_BRIEF:_ Which lines in the listing below contain the word "concrete"? List every one of them in full, copied word for word.

_DATA FOR THIS EXERCISE:_
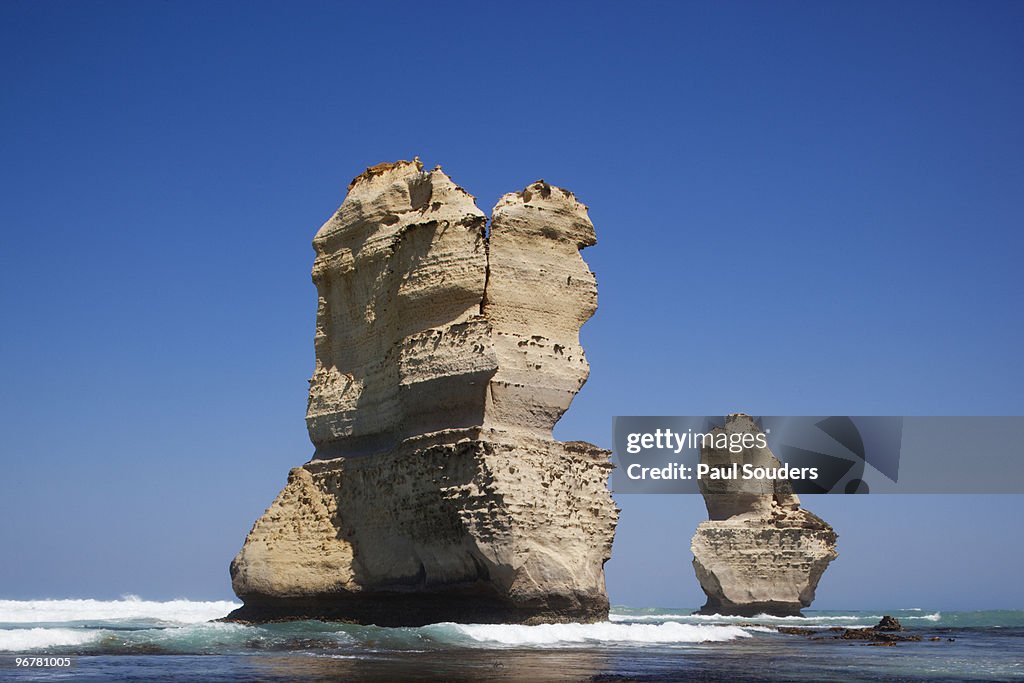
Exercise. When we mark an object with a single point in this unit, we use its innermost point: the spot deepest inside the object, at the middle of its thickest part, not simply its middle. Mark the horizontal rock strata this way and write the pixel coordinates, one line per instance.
(759, 552)
(444, 356)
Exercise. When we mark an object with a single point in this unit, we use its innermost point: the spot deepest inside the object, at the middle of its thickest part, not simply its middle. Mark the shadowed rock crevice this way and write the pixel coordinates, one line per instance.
(759, 552)
(444, 356)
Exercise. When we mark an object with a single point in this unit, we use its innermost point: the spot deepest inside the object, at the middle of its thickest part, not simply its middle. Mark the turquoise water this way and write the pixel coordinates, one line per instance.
(176, 641)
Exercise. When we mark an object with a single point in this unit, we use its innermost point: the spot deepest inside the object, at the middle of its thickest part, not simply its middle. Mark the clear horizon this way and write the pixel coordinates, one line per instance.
(801, 209)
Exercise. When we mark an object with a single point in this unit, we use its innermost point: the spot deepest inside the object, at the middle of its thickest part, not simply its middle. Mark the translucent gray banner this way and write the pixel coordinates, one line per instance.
(827, 455)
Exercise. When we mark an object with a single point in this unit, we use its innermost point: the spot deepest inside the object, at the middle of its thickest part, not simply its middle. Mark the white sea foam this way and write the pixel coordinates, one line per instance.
(559, 634)
(130, 607)
(25, 640)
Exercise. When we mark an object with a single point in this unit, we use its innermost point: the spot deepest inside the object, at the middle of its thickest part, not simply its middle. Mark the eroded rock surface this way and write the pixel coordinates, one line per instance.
(759, 552)
(444, 356)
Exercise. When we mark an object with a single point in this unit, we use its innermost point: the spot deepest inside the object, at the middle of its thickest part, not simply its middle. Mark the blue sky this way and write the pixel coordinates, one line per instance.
(802, 209)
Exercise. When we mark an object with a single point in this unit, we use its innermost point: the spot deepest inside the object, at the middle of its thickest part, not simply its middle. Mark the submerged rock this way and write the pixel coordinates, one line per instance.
(759, 552)
(444, 356)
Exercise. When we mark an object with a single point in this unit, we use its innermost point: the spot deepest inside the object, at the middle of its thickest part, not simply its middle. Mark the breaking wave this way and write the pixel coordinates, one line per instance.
(547, 635)
(129, 607)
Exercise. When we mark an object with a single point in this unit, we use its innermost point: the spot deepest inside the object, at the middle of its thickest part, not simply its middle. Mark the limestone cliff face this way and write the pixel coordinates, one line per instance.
(759, 552)
(444, 356)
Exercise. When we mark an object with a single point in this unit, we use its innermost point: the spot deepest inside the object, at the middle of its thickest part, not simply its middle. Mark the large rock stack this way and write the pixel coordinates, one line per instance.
(444, 356)
(759, 552)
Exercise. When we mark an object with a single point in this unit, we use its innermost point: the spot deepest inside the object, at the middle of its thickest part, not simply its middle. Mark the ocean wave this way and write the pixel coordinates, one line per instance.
(129, 607)
(808, 621)
(26, 640)
(553, 635)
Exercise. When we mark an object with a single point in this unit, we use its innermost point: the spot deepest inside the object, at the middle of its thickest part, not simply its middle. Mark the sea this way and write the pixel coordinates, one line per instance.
(133, 639)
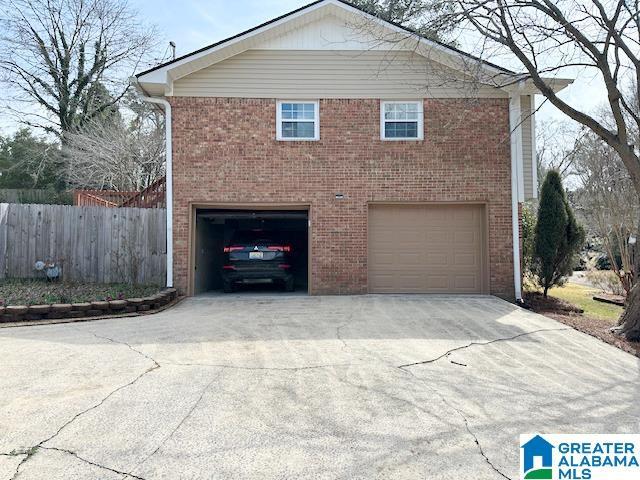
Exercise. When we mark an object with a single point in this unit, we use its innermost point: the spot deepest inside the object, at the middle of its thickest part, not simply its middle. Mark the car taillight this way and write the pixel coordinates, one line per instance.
(280, 248)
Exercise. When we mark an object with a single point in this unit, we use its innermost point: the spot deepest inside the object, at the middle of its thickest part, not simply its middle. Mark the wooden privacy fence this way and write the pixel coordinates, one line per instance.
(91, 244)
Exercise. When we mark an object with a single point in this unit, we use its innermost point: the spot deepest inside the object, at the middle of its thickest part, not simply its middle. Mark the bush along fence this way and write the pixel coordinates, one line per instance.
(23, 313)
(86, 244)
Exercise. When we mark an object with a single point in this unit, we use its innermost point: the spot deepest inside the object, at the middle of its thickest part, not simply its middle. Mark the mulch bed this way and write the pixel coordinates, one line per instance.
(608, 298)
(572, 316)
(82, 310)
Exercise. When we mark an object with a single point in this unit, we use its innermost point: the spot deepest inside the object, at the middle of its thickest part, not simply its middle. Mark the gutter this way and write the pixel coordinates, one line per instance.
(169, 171)
(515, 114)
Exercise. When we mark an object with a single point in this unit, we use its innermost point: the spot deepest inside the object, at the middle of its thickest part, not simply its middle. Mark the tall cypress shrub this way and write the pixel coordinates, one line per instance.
(558, 237)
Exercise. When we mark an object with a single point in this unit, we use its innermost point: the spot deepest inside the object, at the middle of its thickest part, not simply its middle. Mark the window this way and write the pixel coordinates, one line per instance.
(298, 121)
(401, 121)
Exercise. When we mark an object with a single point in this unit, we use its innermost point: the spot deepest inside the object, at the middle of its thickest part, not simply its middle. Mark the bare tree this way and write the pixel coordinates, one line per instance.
(607, 199)
(61, 55)
(418, 15)
(555, 141)
(116, 153)
(547, 37)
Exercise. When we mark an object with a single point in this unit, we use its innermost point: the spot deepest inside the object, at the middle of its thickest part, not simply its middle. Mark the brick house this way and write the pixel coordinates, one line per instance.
(394, 164)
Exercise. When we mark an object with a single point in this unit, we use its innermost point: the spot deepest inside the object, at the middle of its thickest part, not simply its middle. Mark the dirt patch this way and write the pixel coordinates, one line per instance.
(572, 316)
(42, 292)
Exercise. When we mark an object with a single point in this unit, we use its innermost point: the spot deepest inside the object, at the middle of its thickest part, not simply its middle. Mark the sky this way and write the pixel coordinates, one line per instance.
(197, 23)
(192, 24)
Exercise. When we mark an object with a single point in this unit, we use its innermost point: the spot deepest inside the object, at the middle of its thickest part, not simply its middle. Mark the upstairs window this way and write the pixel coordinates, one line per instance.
(401, 121)
(298, 120)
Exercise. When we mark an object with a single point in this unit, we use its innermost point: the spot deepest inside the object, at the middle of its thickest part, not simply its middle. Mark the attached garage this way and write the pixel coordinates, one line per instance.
(217, 230)
(427, 248)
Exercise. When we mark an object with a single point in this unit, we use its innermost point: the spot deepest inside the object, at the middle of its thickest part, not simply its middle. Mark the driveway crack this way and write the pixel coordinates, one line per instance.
(89, 462)
(465, 421)
(41, 445)
(472, 344)
(119, 342)
(177, 427)
(276, 369)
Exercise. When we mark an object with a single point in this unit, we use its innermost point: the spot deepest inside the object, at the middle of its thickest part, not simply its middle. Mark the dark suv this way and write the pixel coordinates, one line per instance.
(257, 258)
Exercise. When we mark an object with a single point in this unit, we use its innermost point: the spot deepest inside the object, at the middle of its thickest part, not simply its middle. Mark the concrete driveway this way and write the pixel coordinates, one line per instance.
(266, 387)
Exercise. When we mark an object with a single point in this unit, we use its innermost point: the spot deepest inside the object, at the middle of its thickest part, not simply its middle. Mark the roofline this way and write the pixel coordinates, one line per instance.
(309, 5)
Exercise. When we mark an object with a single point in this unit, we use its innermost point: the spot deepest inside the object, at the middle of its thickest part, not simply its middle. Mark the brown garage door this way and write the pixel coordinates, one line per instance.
(427, 249)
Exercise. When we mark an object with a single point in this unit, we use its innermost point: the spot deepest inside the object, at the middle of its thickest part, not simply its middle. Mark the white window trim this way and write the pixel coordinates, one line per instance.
(420, 136)
(316, 121)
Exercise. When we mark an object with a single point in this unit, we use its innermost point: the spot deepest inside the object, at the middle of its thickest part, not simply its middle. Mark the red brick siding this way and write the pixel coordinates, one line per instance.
(225, 151)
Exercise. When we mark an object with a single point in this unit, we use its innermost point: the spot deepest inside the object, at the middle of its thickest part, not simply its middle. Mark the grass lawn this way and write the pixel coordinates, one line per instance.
(582, 297)
(42, 292)
(596, 320)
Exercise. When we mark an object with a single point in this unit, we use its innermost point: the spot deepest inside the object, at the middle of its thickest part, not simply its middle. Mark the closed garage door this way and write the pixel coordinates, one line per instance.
(427, 249)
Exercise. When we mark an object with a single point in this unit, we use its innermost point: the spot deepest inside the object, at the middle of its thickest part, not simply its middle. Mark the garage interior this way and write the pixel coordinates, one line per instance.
(217, 228)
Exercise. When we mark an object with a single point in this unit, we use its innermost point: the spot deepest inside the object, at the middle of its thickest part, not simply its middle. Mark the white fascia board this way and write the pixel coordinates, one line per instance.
(525, 85)
(423, 46)
(166, 70)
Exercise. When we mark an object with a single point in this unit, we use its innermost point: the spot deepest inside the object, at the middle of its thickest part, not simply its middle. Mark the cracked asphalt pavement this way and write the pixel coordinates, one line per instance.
(264, 387)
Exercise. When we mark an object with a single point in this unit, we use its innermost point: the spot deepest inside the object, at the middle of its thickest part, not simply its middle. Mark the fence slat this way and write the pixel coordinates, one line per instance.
(92, 244)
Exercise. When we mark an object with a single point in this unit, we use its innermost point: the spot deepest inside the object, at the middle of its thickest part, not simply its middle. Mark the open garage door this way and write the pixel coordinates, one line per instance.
(274, 254)
(427, 249)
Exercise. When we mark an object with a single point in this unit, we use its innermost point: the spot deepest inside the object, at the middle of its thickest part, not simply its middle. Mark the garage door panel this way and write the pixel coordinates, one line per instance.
(426, 249)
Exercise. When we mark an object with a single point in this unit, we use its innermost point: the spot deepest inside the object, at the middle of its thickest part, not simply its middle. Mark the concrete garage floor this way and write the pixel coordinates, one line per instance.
(265, 387)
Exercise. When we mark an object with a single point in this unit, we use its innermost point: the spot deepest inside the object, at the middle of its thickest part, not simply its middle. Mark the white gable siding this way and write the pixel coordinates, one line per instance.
(311, 74)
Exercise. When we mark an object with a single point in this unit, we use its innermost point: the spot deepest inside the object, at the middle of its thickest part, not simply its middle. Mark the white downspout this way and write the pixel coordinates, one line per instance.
(169, 174)
(515, 115)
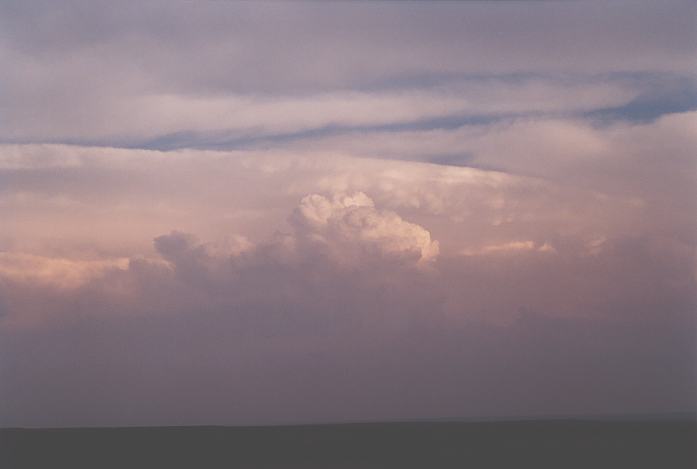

_PROBLEM SOLUTION:_
Exercise. When we mark an object with a single point in this unit, we use its innermost point: the spot deepest inside the object, at the middle of its thickest part, not simply its middle. Mark the concrete driveway this way and write the pixel coordinates, one line per instance.
Exercise. When we mark an object with a single point in this unit, we use its innermost point: the spot deepest inside the object, at the middle of its thickest part, not simply its middle. Mark the concrete garage floor this way and write the pixel coordinates, one line per instance.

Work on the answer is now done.